# Dataset entries:
• • • • • • •

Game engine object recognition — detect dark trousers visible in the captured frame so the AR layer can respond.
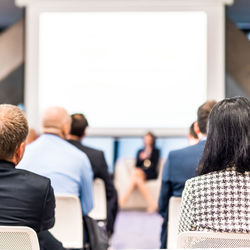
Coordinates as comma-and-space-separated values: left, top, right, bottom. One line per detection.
37, 231, 66, 250
107, 192, 118, 235
160, 218, 168, 249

• • • • • • •

# Given request:
Please render all the records above as a numbered list with one line per item, skipping any blank lines and leaving out the pictures.

# Output of the exercise:
1. Game engine object recognition — detect dark trousers visible in the captured frame so the AR layer can respond.
2. Coordinates as comma-and-space-separated values: left, top, right, bottom. One line per detection.
3. 37, 231, 66, 250
4. 107, 192, 118, 235
5. 160, 218, 168, 249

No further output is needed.